Records from a dataset:
________________
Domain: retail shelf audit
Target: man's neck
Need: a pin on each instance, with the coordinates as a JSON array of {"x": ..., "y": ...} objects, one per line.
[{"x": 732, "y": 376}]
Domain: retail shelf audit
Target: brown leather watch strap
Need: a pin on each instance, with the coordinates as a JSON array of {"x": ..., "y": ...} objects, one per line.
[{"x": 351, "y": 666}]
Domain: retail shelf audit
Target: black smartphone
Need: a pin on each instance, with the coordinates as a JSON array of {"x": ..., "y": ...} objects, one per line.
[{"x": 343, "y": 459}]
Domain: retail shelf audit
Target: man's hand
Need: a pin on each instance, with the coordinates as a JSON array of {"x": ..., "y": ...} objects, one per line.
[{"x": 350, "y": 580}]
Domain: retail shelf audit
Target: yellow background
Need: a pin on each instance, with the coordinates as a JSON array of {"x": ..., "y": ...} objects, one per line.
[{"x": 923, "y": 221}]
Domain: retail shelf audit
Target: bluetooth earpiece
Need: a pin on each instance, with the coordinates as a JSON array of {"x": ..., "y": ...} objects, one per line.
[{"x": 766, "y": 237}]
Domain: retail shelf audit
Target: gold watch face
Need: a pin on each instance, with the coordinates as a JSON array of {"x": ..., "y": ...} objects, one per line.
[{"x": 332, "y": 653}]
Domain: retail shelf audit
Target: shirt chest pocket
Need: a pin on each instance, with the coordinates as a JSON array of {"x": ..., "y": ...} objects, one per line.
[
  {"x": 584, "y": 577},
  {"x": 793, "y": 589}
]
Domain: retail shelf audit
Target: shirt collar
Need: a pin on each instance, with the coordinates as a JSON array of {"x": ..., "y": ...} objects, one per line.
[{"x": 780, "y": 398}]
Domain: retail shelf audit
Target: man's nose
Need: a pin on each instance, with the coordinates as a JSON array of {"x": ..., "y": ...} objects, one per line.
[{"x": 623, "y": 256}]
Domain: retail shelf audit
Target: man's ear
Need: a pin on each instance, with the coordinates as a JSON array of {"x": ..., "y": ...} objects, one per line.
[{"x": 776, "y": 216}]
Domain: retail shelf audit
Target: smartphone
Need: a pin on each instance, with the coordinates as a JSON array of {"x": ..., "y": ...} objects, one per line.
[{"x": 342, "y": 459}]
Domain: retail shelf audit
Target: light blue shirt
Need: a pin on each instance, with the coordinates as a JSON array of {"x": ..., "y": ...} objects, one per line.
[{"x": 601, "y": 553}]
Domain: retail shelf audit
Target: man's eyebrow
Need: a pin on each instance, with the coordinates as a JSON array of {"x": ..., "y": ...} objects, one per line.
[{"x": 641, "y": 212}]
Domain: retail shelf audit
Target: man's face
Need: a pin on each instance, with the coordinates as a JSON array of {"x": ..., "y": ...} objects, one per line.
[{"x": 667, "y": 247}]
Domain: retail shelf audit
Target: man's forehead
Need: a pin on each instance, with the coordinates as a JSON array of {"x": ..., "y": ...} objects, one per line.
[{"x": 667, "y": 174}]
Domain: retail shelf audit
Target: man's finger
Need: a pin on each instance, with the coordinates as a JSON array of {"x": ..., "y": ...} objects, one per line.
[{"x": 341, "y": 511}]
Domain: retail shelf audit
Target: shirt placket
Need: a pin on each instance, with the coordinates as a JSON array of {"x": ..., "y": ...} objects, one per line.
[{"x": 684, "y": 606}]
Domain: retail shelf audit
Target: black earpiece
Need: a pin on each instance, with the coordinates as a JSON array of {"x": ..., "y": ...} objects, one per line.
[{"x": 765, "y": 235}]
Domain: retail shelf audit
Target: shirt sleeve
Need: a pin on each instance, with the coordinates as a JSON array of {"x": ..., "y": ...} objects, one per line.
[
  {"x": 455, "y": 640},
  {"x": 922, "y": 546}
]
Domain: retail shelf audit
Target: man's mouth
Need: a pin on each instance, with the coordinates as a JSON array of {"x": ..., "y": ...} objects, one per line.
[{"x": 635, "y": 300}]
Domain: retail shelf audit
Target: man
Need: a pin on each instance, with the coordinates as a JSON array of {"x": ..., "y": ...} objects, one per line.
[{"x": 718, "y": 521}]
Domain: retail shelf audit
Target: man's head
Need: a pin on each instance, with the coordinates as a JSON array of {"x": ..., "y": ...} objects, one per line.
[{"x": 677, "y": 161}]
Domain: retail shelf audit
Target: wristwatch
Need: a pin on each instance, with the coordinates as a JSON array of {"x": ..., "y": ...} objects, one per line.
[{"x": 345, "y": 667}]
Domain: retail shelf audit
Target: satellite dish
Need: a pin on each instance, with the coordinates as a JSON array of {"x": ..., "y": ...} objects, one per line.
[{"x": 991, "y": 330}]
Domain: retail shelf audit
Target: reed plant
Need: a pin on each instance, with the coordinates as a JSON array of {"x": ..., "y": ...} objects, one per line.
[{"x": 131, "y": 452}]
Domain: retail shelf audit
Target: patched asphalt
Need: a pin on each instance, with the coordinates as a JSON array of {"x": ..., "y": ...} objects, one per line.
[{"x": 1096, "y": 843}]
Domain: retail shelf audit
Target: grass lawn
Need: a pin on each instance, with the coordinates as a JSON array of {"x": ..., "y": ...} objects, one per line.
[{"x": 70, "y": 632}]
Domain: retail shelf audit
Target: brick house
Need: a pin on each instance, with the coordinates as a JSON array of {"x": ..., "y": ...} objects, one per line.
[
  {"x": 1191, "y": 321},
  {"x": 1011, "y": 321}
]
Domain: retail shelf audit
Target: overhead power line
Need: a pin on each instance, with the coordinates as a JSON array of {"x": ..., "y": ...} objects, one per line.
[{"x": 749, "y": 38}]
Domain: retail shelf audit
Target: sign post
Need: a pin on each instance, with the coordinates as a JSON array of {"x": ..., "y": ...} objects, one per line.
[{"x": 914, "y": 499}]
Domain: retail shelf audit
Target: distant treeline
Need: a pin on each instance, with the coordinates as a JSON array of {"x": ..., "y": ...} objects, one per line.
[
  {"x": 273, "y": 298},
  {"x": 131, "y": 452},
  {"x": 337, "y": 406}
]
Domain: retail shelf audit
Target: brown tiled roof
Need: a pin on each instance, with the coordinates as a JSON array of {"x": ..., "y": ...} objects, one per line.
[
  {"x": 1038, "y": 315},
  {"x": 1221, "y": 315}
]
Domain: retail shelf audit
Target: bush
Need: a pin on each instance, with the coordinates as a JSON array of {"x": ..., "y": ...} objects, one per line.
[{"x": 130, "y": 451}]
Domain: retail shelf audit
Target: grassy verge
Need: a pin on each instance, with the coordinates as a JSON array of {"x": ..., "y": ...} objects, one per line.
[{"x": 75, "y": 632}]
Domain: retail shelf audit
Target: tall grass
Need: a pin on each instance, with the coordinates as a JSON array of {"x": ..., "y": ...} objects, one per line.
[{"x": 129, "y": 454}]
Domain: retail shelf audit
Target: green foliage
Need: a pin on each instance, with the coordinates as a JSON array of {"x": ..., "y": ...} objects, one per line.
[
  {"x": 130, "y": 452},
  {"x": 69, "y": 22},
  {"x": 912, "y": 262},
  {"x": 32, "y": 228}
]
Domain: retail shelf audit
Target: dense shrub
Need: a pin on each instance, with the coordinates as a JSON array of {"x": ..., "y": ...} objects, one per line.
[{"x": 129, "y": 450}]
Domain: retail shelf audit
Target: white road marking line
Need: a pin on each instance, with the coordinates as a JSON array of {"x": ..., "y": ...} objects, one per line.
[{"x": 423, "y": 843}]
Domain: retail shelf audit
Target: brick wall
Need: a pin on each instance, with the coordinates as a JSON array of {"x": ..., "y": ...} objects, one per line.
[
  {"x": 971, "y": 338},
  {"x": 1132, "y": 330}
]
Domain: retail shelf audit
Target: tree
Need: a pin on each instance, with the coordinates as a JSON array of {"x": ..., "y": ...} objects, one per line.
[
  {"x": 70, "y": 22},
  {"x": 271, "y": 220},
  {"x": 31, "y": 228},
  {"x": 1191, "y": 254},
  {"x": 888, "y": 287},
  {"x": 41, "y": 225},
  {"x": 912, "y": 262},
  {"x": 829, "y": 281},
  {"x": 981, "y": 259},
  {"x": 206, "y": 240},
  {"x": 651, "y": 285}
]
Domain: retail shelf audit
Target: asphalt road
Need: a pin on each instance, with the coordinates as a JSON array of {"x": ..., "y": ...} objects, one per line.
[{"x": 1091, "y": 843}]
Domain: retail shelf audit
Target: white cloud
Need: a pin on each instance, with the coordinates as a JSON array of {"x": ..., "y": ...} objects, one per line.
________________
### The task
Using the data above, restate word for word the lines from its opening line through the line that contains "Target: gold watch face", and no more.

### Task response
Domain: retail shelf audit
Target: man's neck
Need: a pin on each instance, with the coordinates as a JSON array of {"x": ..., "y": ...} objects, one per line.
[{"x": 732, "y": 376}]
Domain: retail shelf audit
Target: brown leather watch strap
Need: a pin on each instance, with the coordinates as a JSON array of {"x": ..., "y": ...} objects, one per line.
[{"x": 351, "y": 666}]
Domain: retail shelf audit
Target: black smartphone
Need: a pin on each instance, with the coordinates as a JSON array of {"x": ..., "y": ...} objects, one per line.
[{"x": 343, "y": 459}]
Domain: retail shelf audit
Target: man's hand
Need: a pin on each instance, with the coordinates as a JSON array of {"x": ..., "y": ...} objects, one per line.
[{"x": 350, "y": 580}]
Domain: retail shelf audit
Target: yellow background
Need: a pin on each instance, with the coordinates as a JSON array of {"x": ..., "y": ...} objects, one per line.
[{"x": 923, "y": 221}]
Domain: retail shelf audit
Target: bluetooth earpiece
Need: a pin on each instance, with the coordinates as a JSON array of {"x": ..., "y": ...} objects, one per line.
[{"x": 766, "y": 237}]
Domain: retail shelf audit
Target: gold watch face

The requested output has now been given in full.